(Directions for this task): List every line of the data below that contains the word "body".

____

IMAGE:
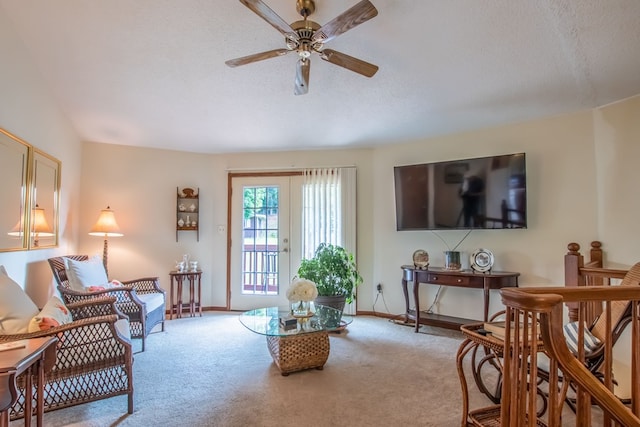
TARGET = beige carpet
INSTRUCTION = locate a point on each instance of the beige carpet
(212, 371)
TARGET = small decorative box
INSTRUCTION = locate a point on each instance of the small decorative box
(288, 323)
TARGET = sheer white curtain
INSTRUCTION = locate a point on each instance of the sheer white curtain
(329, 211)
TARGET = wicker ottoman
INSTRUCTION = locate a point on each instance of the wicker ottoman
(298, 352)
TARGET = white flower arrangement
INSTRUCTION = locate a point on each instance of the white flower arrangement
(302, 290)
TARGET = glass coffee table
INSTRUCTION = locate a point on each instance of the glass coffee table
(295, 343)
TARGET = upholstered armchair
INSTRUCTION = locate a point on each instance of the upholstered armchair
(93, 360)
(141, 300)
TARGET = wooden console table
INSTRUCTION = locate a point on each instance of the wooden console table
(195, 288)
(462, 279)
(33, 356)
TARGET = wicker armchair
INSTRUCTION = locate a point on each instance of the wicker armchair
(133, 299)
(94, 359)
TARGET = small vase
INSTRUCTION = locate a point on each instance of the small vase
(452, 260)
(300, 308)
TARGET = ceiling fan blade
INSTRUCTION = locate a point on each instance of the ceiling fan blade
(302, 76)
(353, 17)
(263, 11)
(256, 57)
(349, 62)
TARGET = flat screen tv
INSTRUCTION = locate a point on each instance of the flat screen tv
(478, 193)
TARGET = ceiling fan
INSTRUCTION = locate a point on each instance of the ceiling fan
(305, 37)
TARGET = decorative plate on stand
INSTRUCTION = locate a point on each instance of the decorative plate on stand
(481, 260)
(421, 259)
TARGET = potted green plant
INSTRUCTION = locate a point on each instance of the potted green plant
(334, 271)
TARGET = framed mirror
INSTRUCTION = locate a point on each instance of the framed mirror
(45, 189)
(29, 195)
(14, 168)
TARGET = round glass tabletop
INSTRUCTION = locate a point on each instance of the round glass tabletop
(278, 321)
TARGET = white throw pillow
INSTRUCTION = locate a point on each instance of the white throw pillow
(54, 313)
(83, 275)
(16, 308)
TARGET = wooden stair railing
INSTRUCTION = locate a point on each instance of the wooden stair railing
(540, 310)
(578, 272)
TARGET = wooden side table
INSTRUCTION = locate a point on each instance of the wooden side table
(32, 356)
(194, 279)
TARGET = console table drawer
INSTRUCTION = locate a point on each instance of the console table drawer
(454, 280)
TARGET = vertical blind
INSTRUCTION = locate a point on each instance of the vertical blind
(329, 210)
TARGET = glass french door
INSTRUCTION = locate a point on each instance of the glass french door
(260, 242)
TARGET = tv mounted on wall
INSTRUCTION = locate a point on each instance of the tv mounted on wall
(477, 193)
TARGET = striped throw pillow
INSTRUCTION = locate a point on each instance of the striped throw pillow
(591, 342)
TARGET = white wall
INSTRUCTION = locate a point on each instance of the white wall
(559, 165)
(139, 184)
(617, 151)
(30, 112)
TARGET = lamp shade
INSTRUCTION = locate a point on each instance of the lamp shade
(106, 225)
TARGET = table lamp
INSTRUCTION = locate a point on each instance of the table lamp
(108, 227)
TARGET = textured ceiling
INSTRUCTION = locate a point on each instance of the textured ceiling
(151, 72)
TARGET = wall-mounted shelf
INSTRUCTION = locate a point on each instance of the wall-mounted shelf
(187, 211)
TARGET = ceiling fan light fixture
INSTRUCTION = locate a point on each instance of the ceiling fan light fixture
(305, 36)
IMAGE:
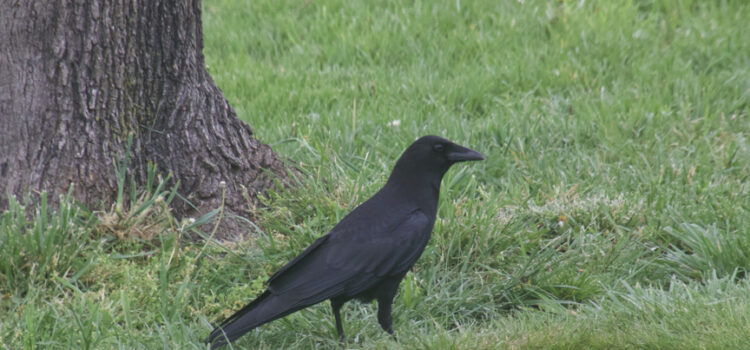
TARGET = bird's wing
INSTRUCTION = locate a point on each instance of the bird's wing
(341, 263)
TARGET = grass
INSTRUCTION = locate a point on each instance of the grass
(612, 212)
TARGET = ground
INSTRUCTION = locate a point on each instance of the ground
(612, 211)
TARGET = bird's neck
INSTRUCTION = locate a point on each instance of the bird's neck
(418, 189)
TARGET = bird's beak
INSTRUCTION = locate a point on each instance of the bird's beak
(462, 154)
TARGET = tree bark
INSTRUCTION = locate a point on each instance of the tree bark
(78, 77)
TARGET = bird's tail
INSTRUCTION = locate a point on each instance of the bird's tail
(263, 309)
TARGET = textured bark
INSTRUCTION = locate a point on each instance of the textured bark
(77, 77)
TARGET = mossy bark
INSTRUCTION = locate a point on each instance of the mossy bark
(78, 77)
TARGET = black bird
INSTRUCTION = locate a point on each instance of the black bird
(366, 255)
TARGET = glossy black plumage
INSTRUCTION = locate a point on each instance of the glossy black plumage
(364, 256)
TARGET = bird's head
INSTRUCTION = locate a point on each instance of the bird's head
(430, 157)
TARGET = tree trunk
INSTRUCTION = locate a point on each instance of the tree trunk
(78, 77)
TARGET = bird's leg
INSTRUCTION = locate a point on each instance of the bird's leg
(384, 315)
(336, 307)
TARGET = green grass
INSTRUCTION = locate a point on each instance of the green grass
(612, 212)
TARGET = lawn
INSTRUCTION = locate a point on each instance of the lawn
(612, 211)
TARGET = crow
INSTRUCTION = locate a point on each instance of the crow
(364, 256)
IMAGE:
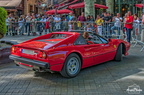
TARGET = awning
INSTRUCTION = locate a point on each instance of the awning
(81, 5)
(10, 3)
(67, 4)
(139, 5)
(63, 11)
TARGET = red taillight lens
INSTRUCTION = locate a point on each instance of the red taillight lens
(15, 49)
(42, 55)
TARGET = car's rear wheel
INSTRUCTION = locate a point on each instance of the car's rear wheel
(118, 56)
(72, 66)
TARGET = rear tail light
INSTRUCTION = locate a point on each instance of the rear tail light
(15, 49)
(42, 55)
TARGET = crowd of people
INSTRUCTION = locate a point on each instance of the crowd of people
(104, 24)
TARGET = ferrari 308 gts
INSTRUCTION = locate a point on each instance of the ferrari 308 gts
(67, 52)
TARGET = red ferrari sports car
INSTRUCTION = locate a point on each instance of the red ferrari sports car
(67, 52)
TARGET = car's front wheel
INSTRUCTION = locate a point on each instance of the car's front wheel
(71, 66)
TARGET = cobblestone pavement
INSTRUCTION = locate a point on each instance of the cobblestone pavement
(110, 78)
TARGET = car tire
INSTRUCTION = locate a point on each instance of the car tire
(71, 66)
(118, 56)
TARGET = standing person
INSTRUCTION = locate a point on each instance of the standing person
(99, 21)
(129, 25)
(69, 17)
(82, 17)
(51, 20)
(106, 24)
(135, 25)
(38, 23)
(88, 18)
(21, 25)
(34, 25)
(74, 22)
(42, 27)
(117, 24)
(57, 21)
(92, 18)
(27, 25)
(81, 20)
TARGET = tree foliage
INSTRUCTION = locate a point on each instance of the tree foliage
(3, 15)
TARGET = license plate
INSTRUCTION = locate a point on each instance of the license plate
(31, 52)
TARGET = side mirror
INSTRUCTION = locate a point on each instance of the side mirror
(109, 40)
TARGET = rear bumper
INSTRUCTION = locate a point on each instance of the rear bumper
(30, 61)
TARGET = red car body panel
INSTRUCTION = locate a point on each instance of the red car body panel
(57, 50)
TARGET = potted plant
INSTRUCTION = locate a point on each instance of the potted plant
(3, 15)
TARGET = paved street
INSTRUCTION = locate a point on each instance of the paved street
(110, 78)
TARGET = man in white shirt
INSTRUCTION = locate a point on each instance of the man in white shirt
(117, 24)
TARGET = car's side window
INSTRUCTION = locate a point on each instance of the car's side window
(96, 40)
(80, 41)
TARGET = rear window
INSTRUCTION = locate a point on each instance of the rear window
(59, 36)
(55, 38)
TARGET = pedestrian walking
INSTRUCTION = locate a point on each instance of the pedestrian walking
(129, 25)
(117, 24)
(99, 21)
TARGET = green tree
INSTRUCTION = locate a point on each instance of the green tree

____

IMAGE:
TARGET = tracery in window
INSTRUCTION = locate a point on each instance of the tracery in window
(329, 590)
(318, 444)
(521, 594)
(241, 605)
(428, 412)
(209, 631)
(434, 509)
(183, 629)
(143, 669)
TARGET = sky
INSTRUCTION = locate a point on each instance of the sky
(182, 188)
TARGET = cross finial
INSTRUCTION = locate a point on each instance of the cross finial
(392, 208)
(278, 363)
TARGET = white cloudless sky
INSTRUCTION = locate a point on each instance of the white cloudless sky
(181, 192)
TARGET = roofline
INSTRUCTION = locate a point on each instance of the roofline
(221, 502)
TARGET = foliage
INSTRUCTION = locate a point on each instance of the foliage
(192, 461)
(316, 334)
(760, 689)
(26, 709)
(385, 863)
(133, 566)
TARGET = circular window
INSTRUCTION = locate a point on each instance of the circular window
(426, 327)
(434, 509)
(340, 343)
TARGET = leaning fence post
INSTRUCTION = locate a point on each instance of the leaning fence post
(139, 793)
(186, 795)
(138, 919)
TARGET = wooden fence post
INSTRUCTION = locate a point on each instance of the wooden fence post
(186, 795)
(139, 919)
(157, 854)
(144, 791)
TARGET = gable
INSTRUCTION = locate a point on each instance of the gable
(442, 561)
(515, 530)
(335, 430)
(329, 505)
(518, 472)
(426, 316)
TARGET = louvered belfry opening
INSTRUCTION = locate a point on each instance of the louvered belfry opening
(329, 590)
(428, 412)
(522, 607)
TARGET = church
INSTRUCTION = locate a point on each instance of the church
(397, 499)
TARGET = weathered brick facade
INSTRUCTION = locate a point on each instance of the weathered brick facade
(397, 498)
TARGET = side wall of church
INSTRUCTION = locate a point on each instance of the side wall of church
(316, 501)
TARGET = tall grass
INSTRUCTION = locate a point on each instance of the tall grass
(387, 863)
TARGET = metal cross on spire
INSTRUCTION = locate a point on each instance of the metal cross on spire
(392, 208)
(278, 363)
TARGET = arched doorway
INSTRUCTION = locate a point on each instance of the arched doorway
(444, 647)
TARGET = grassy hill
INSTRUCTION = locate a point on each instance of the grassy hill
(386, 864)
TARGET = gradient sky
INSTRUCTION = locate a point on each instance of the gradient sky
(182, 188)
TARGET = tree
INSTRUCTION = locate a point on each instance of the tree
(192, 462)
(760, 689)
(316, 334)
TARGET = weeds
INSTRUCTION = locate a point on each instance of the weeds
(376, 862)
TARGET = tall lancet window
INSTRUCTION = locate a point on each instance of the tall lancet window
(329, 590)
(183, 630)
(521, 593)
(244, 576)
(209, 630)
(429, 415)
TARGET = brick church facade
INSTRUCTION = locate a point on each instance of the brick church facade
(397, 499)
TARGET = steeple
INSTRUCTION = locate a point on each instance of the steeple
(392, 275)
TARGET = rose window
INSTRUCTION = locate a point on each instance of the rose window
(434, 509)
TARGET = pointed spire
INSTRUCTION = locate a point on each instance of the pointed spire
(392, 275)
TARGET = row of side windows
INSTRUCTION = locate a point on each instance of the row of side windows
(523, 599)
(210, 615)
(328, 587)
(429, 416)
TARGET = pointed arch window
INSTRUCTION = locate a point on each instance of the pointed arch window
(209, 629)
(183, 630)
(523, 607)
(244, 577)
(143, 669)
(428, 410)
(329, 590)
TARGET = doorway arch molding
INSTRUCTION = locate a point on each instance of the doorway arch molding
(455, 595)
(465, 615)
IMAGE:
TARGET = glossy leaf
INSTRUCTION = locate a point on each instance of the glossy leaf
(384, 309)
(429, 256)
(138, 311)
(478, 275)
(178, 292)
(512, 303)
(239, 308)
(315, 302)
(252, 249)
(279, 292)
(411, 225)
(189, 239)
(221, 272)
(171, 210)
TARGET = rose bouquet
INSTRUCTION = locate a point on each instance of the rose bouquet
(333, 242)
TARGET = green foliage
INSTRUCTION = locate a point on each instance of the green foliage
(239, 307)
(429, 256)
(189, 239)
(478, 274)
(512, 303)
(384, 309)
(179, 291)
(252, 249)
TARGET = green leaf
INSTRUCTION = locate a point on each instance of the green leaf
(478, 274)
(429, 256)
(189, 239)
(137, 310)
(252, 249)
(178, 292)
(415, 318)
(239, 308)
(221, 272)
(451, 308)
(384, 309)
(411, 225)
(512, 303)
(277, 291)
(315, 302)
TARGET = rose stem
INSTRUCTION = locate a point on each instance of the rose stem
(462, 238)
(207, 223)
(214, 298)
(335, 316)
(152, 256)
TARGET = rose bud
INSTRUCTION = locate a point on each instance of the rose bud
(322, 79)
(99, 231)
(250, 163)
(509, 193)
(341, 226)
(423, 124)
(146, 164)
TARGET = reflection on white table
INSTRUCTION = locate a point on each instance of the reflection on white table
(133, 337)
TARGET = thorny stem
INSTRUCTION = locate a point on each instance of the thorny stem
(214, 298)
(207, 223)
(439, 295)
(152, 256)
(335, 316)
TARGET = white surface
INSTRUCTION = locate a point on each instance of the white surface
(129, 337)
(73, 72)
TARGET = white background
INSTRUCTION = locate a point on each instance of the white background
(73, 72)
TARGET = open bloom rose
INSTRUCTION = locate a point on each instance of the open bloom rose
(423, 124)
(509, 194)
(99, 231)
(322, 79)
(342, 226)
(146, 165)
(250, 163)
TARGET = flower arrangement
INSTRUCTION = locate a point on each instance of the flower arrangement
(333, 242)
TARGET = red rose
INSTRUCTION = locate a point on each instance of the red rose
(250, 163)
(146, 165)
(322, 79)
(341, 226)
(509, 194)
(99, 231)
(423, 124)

____

(Response):
TARGET = red car body panel
INSTRUCTION = locate a point on each instance of the red car body panel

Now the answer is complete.